▸ **Required actions**:
1. Reproduce the passage of the Equality Act regulations debate from "Equality Act 2010" up to and including "in this context?".
2. Resume the Lords debate on the Equality Act shipping regulations, picking up after its last sentence.

▸ **Selected excerpt**:

Equality Act 2010 (Work on Ships and Hovercraft) Regulations 2011 Debate
Full Debate: Read Full DebateLord Higgins
Main Page: Lord Higgins (Conservative - Life peer)Department Debates - View all Lord Higgins's debates with the Department for Transport
(13 years, 5 months ago)
Grand CommitteeMy Lords, I have a brief question for the Minister. I assume that Northern Ireland is making its own regulations in the context of this order. Can the Minister give us the background as to why this applies only to England, Scotland and Wales, and not Northern Ireland, yet the definition of “United Kingdom waters” is those waters adjacent to Great Britain or, under paragraph 3(c),
“the legal relationship of the seafarer’s employment is located within Great Britain or retains a sufficiently close link with Great Britain”?
What would “a sufficiently close link” mean in this context?

[Stored items]
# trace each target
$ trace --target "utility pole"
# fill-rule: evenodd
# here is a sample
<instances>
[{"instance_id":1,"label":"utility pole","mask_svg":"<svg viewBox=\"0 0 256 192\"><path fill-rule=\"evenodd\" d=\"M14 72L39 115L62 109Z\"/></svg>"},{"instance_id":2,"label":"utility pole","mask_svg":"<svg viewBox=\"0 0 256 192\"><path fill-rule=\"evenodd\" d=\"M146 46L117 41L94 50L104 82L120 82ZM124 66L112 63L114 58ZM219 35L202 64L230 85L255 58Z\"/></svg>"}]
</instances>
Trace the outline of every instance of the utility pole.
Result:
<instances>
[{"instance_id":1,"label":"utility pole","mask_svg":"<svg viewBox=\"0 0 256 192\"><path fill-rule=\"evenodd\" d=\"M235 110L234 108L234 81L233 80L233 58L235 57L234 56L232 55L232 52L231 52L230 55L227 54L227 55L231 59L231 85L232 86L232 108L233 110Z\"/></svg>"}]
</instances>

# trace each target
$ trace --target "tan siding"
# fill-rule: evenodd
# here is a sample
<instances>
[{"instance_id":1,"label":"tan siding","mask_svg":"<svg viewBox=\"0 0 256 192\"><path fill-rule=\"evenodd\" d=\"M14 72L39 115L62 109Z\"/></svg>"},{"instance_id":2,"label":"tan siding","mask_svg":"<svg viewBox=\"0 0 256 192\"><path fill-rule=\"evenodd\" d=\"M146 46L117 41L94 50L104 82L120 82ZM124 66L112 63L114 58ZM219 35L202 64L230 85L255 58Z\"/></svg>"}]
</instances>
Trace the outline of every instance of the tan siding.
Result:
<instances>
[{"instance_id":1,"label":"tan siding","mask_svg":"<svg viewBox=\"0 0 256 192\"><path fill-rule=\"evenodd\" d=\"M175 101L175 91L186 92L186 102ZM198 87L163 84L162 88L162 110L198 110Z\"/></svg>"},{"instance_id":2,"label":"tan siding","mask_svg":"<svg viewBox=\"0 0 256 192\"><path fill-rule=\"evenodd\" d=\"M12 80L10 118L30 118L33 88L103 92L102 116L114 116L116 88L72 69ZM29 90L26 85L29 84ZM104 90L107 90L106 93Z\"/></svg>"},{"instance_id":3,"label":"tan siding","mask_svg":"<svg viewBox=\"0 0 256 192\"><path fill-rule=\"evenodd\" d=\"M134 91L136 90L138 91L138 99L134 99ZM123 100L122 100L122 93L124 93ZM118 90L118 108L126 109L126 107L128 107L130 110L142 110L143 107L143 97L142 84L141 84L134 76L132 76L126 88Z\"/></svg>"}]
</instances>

▸ **Expected answers**:
1.
Equality Act 2010 (Work on Ships and Hovercraft) Regulations 2011 Debate
Full Debate: Read Full DebateLord Higgins
Main Page: Lord Higgins (Conservative - Life peer)Department Debates - View all Lord Higgins's debates with the Department for Transport
(13 years, 5 months ago)
Grand CommitteeMy Lords, I have a brief question for the Minister. I assume that Northern Ireland is making its own regulations in the context of this order. Can the Minister give us the background as to why this applies only to England, Scotland and Wales, and not Northern Ireland, yet the definition of “United Kingdom waters” is those waters adjacent to Great Britain or, under paragraph 3(c),
“the legal relationship of the seafarer’s employment is located within Great Britain or retains a sufficiently close link with Great Britain”?
What would “a sufficiently close link” mean in this context?

2.
My Lords, it is a very long time indeed since I qualified as a member of the Institute of Chartered Shipbrokers. Since then, I have taken a strong interest in the industry, both as a Minister and Opposition spokesman on trade, in Select Committees and so on. This is an extremely important order. The Minister has set out clearly why it is before us: as a result of European legislation. However, I have always considered it important that the number of ships on the British register should be as large as possible. It has considerable advantages to the UK, not least because, generally speaking, if ships are registered here, the headquarters, operating offices and so on tend also to be in the UK; the Treasury, in particular, benefits as far as taxation and other things are concerned. In addition, it encourages other, related, industries such as insurance, which have traditionally been located in London.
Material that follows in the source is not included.